BANDUNG – Ribuan guru honorer se-Indonesia yang mengajar di sekolah negeri terancam tidak bisa mencairkan tunjangan sertifikasi guru gegara diberlakukannya Peraturan Menteri Pendidikan dan Kebudayaan (Permendikbud) No. 79/2015.
Salah satu syarat yang tercantum dalam Permendikbud tersebut menyebutkan untuk guru bukan PNS pada sekolah negeri, harus memiliki surat keputusan (SK) pengangkatan dari bupati/walikota, masa kerja minimum dua tahun secara terus menerus yang dibuktikan dengan SK dimaksud.
“Sementara bupati/walikota tidak mau menerbitkan SK pengangkatan, karena dikhawatirkan menjadi beban daerah dalam masalah penggajian dan tunjangan lainnya,” ungkap anggota Komisi X DPR RI Dadang Rusdiana kepada Balebandung.com, usai berdialog dengan ratusan guru dan pegawai honor kategori 2 di Gedung PGRI Jawa Barat, Minggu (17/4/16).
Dengan demikian, imbuh Dadang, banyak guru honor yang bekerja di sekolah negeri sulit mendapatkan sertifikasi atau sudah mendapatkan sertifikasi tapi kemudian tunjangan profesi gurunya tidak cair lagi setelah terbit Permendikbud tersebut.
Menurut Darus, sapaan Dadang Rusdiana, hal ini pun sempat dibahas dalam pertemuan Kemendikbud dengan dinas pendidikan kabupaten/ kota di wilayah regional barat di Palembang 7 April 2016. Hadir pula waktu itu beberapa kabupaten/kota dari Jawa Barat yang mengusulkan agar Permendikbud yang mensyaratkan SK pengangkatan harus diterbitkan bupati/walikota untuk ditinjau ulang.
Namun saat itu dari pihak Kemendikbud tetap bersikukuh, bahwa secara legal yang berhak mengangkat pegawai itu adalah pejabat pembina kepegawaian yaitu bupati/ walikota atau Dinas Pendidikan atas pendelegasian kewenangan dari bupati/walikota. Jadi masing-masing punya penafsiran yang berbeda atas masalah ini.
——————
> _Soal Singkat A_
Sebutkan semua nama tempat geografis (kota, provinsi, atau negara) yang tercantum dalam artikel tentang tunjangan sertifikasi guru honorer.
Artikel tersebut tidak memiliki kaitan apa pun dengan baris data yang menyertainya.

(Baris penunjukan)
——————
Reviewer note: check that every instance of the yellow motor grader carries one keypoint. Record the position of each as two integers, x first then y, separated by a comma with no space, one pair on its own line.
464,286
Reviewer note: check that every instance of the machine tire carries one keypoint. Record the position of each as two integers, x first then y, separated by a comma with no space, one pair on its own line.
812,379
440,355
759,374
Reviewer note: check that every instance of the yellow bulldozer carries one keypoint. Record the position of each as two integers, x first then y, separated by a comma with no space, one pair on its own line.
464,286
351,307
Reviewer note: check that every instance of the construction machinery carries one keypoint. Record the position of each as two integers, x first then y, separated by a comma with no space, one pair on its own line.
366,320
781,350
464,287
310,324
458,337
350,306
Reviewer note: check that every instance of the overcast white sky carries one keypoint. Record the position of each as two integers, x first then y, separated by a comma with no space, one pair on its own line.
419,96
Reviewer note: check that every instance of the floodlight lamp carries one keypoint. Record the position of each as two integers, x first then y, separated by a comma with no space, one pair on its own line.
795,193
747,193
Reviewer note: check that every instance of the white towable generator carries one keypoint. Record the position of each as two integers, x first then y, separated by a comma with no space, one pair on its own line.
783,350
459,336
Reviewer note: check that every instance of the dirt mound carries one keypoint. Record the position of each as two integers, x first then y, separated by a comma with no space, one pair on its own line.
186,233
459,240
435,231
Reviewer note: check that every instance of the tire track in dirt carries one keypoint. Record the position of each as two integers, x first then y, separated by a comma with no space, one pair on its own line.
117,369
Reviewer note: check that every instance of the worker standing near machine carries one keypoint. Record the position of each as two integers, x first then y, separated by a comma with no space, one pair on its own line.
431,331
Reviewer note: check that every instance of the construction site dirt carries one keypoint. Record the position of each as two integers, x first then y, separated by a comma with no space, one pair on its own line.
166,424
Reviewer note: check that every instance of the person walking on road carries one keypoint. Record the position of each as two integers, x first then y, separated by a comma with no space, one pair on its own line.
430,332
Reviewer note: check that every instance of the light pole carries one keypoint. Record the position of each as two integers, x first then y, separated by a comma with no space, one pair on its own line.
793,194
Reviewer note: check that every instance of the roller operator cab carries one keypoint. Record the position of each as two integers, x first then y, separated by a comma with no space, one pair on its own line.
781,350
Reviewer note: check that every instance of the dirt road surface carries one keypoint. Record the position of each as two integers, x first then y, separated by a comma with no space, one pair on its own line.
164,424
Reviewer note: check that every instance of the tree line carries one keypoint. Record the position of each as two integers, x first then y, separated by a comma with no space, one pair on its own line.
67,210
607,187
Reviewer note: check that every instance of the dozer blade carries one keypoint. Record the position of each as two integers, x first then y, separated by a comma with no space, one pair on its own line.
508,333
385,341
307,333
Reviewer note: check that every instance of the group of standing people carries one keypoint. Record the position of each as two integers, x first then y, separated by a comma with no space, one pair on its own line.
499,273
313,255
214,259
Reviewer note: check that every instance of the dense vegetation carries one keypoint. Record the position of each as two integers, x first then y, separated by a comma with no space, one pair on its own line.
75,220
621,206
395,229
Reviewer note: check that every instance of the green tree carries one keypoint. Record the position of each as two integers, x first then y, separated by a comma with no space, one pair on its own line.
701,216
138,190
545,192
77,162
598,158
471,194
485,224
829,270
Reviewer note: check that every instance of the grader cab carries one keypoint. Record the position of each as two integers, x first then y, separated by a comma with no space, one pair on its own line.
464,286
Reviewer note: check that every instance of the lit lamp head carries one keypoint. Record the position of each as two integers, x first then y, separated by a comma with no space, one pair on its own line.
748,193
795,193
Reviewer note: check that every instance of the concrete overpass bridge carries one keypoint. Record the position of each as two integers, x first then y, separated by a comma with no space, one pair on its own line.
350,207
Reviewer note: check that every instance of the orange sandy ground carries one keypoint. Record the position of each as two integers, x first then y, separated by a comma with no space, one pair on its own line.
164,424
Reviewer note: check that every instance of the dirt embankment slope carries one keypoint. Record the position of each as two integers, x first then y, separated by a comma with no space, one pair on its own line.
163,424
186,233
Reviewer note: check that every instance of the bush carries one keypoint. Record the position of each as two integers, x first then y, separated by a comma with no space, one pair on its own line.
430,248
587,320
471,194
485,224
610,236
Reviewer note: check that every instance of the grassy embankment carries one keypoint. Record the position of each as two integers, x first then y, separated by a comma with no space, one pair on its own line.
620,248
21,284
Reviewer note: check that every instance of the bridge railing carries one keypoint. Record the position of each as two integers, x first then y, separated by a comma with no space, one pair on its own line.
——————
> _Soal Singkat B_
Temukan setiap baris data yang memuat kata "orange", lalu salin baris tersebut. Perbedaan huruf besar dan kecil diperhitungkan.

> _Jawaban Benar A_
Bandung, Indonesia, Jawa Barat, Palembang

> _Jawaban Benar B_
Reviewer note: check that every instance of the orange sandy ground carries one keypoint. Record the position of each as two integers, x first then y, separated by a comma with no space, one pair on its own line.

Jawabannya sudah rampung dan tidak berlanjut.